** TASK INSTRUCTIONS **
1/ Transcribe everything from "Shankar has chosen" down to "speak for himself." in the article on Shankar's portrait exhibition.
2/ Go on with the article on Shankar's portrait exhibition, starting after its last sentence.

** READING PASSAGE **
⁂

What do US president Barack Obama, actors Amitabh Bachchan and Shah Rukh Khan, singers Lata Mangeshkar and S.P. Balasubrahmanyam and director S. Rajamouli have in common? They all have a portrait done by 75-year-old Sathiraju Sankara Narayana alias Shankar. The artist is having an exhibition of his portraits titled ‘Shankar Bommala Koluvu' at ICCR Art Gallery in Ravindra Bharati. One glance at the portraits and the effect is magical. You feel as if the person you have seen on the television or read in the papers is standing in front of you.
Shankar has chosen personalities from different fields like music, philosophy, movies, politics and sports to draw the portraits. Till now, he has done 1,500 portraits and around 300 portraits are mounted at the gallery. Creativity is in his genes. No words are enough to write about his artist-director brother Bapu. Ask him about his interests in portraits and Shankar, who retired as station director of AIR in Chennai talks in a very low tone. “The main aim to draw portraits is for the younger generation. Many a time, we talk about a towering personality but do not know how he/she looks. Youngsters will know the person through the drawings,” he says. Like his brother Bapu, Shankar is a man of few words and says his works should speak for himself.

⁂

** RECORDED INFORMATION **
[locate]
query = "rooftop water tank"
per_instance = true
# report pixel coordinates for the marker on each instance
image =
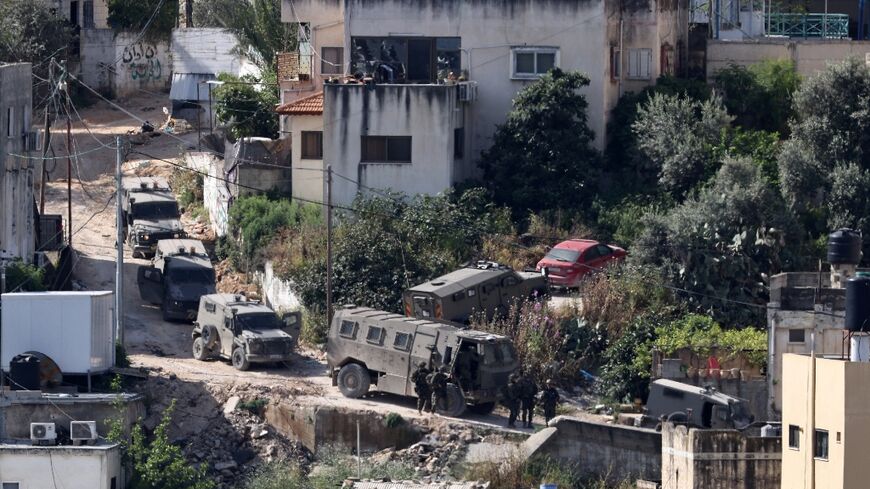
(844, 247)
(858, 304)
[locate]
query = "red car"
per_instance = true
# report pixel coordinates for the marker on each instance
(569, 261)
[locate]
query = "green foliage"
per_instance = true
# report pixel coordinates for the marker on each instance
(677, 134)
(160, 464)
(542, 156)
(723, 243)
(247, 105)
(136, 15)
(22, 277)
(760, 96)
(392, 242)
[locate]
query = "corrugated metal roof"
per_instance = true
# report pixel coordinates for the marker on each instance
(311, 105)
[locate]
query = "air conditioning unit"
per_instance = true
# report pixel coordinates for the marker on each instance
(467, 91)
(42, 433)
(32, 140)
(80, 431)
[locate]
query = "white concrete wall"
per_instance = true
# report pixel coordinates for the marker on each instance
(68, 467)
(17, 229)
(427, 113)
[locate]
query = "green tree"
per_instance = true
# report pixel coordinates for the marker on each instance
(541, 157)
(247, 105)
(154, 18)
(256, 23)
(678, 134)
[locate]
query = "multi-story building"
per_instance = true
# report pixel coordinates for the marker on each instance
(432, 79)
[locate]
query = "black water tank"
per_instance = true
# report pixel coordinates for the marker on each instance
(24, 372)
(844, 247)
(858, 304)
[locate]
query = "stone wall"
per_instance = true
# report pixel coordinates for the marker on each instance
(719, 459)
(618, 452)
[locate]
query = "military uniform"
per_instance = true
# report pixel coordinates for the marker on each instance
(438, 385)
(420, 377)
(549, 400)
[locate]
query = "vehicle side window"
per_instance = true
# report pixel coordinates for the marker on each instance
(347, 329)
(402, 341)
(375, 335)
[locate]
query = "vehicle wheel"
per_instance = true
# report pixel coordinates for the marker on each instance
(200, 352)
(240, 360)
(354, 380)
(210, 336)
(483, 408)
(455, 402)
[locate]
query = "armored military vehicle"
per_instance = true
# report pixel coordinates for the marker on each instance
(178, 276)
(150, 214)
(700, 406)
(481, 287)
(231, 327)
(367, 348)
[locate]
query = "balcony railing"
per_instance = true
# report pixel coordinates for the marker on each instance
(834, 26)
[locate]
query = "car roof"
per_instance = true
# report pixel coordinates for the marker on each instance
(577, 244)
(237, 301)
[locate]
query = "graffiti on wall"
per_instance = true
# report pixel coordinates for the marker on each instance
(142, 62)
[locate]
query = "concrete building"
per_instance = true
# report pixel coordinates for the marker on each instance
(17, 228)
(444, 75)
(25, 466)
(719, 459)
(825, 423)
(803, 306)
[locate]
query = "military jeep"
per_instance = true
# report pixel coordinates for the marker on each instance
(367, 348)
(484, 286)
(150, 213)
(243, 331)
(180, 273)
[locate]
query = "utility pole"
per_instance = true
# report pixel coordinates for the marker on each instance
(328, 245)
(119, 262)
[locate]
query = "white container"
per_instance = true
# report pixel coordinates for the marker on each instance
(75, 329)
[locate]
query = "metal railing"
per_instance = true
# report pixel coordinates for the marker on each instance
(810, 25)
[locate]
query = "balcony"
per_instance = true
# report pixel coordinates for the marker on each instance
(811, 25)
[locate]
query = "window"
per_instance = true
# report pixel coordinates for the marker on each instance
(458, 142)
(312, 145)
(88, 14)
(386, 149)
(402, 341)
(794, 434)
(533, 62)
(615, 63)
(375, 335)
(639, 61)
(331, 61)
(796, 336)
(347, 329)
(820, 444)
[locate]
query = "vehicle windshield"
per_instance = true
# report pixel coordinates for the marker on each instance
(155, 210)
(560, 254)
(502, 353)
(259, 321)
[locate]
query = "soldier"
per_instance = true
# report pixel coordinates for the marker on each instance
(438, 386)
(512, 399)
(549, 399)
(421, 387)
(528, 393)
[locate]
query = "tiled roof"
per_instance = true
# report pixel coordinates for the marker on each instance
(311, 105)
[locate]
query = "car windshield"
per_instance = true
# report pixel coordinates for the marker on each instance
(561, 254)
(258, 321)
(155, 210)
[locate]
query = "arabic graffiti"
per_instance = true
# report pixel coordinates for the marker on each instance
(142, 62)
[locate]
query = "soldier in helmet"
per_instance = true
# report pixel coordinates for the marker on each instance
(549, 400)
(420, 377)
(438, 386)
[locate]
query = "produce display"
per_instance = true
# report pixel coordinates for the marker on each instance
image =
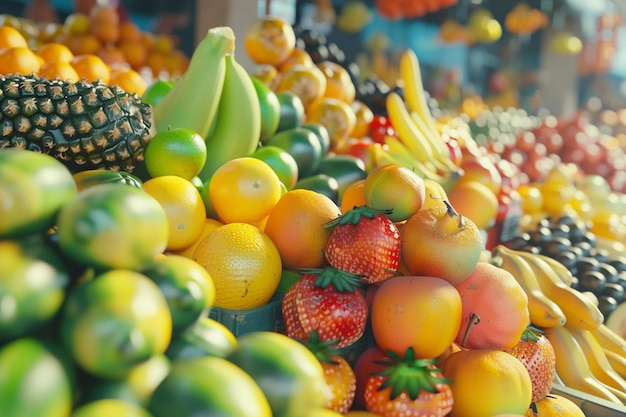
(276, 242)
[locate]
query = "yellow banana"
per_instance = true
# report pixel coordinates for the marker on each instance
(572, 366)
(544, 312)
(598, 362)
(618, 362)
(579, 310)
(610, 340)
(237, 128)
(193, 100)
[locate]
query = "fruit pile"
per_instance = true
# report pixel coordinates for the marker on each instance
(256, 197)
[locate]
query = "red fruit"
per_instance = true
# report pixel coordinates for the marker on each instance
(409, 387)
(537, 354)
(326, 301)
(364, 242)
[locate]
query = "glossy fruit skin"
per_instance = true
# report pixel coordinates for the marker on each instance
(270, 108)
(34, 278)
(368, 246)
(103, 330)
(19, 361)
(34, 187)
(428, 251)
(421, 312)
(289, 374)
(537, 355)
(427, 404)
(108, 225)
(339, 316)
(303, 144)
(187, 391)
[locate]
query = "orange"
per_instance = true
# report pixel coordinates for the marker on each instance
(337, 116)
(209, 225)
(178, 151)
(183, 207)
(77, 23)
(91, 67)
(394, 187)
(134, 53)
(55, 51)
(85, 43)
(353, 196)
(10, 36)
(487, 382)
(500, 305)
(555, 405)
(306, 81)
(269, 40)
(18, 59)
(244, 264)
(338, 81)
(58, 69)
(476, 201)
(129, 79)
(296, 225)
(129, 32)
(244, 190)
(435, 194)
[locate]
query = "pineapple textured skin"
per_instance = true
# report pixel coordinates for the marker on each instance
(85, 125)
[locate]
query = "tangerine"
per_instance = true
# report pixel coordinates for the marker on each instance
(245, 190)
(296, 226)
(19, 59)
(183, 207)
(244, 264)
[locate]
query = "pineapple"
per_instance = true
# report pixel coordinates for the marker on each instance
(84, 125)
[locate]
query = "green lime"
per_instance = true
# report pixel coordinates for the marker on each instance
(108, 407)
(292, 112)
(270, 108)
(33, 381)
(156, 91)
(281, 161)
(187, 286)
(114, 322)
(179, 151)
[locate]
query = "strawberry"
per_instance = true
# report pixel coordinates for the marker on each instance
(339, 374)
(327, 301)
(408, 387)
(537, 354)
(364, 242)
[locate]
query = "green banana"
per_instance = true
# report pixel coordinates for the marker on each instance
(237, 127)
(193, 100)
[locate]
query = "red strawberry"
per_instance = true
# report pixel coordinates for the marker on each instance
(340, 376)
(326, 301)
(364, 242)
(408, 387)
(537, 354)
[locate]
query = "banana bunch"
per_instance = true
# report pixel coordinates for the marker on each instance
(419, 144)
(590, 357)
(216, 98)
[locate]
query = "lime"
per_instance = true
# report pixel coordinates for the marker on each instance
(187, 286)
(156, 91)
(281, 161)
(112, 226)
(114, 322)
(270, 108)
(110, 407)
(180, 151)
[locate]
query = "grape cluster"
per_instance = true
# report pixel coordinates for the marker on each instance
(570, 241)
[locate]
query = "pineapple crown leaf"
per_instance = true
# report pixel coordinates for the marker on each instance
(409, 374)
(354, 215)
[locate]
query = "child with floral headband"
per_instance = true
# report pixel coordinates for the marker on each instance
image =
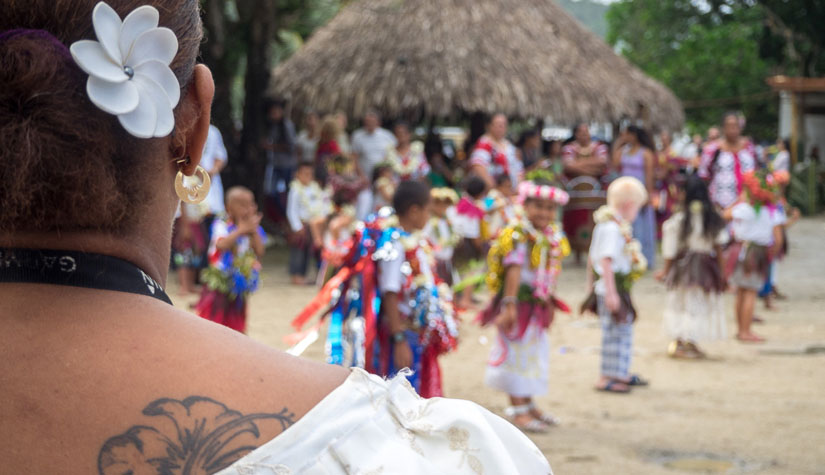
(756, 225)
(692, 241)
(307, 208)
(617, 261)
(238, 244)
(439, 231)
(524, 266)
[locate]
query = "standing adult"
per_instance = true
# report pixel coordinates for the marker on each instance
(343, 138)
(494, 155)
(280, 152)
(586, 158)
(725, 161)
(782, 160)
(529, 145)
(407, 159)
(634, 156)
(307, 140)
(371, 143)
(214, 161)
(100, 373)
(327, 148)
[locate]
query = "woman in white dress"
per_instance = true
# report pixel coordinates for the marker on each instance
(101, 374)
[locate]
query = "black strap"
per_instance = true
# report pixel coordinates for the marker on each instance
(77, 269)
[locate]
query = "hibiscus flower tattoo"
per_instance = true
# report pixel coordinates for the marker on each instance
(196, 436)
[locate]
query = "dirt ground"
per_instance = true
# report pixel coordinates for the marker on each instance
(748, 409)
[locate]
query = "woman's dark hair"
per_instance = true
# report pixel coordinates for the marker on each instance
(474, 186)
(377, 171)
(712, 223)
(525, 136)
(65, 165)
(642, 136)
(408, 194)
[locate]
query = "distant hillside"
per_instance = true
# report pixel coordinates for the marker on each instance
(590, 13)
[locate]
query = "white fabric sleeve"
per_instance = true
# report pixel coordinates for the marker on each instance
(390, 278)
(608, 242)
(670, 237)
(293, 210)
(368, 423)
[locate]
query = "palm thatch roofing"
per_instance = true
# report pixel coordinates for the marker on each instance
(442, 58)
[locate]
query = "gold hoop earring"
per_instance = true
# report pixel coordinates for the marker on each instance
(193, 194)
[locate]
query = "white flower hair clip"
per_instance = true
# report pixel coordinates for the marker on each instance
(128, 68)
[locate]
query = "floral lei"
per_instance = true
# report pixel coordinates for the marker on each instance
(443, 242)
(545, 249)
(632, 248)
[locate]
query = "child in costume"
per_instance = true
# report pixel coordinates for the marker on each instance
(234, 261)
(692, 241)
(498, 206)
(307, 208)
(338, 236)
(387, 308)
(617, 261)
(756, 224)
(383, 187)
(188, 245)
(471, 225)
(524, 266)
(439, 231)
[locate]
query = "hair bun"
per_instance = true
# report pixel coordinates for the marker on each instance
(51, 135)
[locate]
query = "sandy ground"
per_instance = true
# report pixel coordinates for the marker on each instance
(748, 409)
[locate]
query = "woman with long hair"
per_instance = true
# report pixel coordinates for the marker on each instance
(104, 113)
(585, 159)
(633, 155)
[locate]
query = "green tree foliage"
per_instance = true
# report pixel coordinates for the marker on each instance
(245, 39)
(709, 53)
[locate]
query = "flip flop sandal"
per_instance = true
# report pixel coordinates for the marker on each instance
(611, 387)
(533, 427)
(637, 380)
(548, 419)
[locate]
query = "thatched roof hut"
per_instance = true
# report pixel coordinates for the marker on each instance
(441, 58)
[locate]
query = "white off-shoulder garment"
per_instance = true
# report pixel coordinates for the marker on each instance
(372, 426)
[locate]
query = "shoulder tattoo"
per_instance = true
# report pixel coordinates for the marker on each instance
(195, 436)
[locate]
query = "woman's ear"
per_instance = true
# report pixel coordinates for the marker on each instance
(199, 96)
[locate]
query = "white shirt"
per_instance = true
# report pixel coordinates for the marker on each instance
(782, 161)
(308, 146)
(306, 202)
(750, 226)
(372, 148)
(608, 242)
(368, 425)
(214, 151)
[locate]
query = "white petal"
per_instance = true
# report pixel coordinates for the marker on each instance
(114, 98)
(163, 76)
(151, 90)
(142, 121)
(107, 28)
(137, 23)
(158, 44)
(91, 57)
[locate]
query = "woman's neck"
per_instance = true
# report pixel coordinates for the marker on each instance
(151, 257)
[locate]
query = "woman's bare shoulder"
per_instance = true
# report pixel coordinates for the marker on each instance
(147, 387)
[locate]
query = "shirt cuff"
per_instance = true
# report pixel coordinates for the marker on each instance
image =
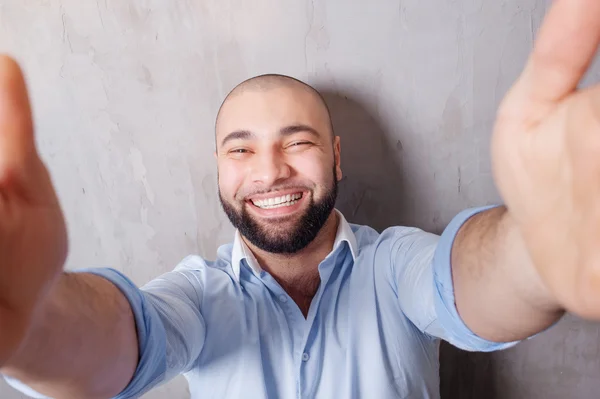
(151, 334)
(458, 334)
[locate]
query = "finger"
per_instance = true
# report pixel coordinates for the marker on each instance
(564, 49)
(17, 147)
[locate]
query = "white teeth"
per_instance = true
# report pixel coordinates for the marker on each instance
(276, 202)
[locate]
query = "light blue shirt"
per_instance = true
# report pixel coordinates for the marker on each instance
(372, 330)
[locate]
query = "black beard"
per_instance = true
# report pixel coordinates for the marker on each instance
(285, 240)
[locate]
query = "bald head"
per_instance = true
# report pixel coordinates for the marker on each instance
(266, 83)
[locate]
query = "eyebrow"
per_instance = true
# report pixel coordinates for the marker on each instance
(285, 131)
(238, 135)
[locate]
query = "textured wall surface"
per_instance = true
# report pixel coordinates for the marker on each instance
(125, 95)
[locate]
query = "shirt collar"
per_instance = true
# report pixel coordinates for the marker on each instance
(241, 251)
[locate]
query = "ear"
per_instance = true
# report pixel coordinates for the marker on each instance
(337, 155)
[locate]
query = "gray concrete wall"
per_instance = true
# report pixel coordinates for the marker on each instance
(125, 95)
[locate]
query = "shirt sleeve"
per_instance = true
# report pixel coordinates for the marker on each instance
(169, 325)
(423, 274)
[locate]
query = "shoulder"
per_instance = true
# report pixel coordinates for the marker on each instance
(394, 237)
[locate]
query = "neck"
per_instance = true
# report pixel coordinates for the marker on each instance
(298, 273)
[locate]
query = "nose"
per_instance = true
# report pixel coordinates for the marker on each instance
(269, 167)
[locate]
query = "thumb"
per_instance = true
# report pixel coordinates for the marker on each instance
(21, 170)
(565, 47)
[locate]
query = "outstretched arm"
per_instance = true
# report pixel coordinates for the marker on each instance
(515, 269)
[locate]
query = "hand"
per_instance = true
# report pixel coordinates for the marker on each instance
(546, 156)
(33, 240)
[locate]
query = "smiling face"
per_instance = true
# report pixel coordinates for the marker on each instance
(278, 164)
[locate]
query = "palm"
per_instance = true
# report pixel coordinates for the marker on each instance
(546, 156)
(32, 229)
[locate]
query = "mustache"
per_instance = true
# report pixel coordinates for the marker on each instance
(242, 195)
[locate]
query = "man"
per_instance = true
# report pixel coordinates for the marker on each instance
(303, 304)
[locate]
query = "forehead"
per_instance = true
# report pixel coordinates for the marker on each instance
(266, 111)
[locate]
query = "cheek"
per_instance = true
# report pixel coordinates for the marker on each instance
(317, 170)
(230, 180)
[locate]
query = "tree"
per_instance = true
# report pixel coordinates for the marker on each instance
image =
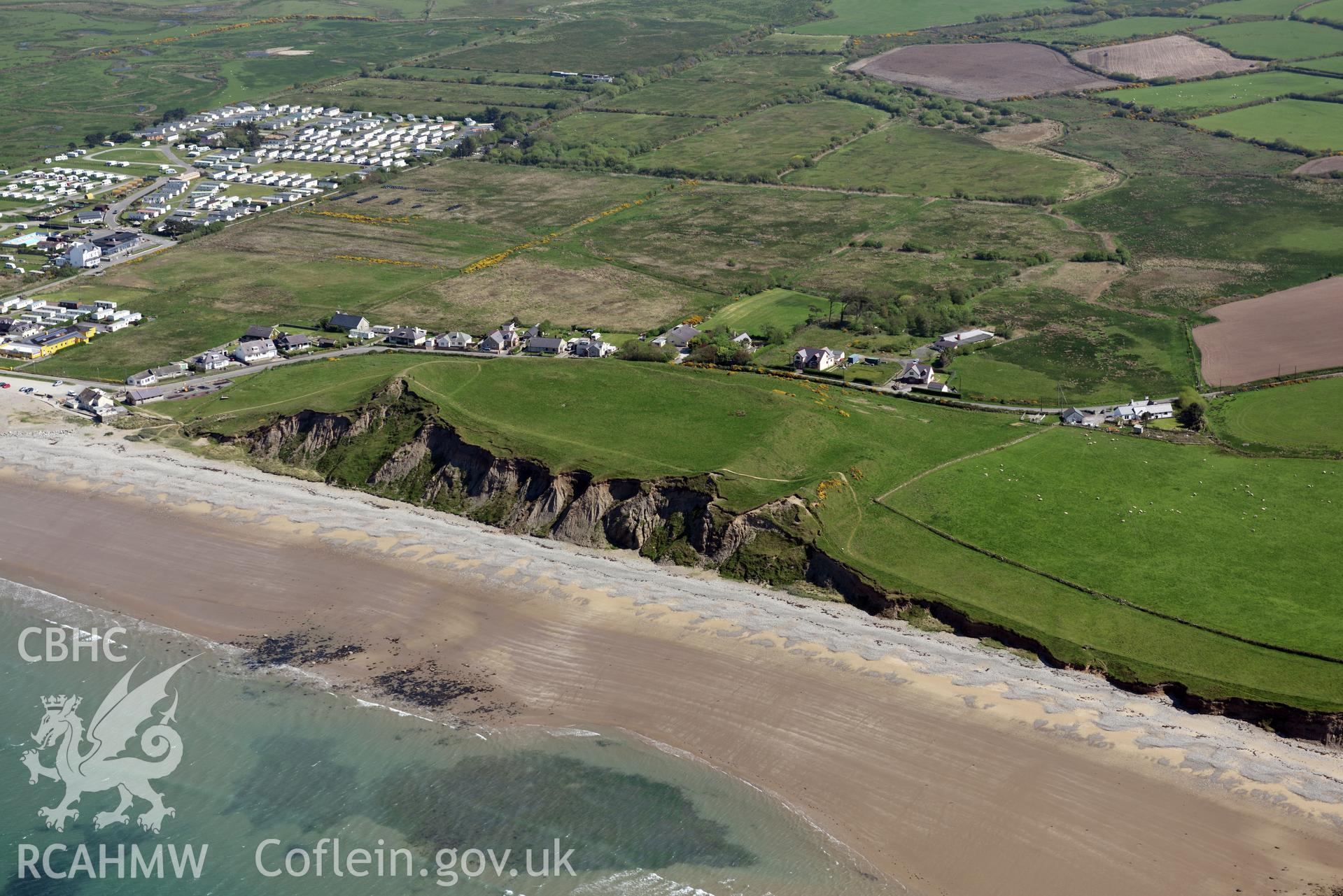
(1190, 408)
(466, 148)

⁂

** ANSWERS PROVIDED **
1/
Shankar has chosen personalities from different fields like music, philosophy, movies, politics and sports to draw the portraits. Till now, he has done 1,500 portraits and around 300 portraits are mounted at the gallery. Creativity is in his genes. No words are enough to write about his artist-director brother Bapu. Ask him about his interests in portraits and Shankar, who retired as station director of AIR in Chennai talks in a very low tone. “The main aim to draw portraits is for the younger generation. Many a time, we talk about a towering personality but do not know how he/she looks. Youngsters will know the person through the drawings,” he says. Like his brother Bapu, Shankar is a man of few words and says his works should speak for himself.

2/
Shankar says his hobby to draw has helped him lead a busy life after his retirement. “Every one should pursue a hobby from their younger days. When you retire, your hobby will keep your mind active and instead of worrying about your retired life, you will enjoy it,” he says. So how does he draw the portraits, “I collect photographs and media clippings and draw them,” he says. He makes two portraits and sends it to the person whose portrait he has drawn. “I ask them to keep one portrait for themselves and sign on the other and send it back for my collection,” he says and adds with thrill the compliments given by Amitabh Bachchan, cartoonist R.K. Laxman and director K. Balchander. “Professor Anantha Murthy is a serious person and I sent him a smiling portrait. He replied back saying, “I cherish it as an ideal in life,” he says. Shankar has dedicated this exhibition to his mother, wife and Bapu's creative partner Mullapudi Venkataramana.
The exhibition is from 11 a.m. to 7 p.m. and ends today.